| Work instruction |
From the line containing "Given the photograph above." to the final line of the entries, every line is to be reproduced exactly; no other line belongs in the output.

| Natural language region descriptions |
● ● ●
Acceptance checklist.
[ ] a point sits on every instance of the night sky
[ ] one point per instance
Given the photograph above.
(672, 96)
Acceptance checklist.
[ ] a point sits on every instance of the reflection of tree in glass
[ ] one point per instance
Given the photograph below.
● ● ●
| Expected output |
Given the photograph above.
(672, 96)
Acceptance checklist.
[ ] a point sits on every instance of the reflection of tree in glass
[ ] one point per instance
Given the photograph below.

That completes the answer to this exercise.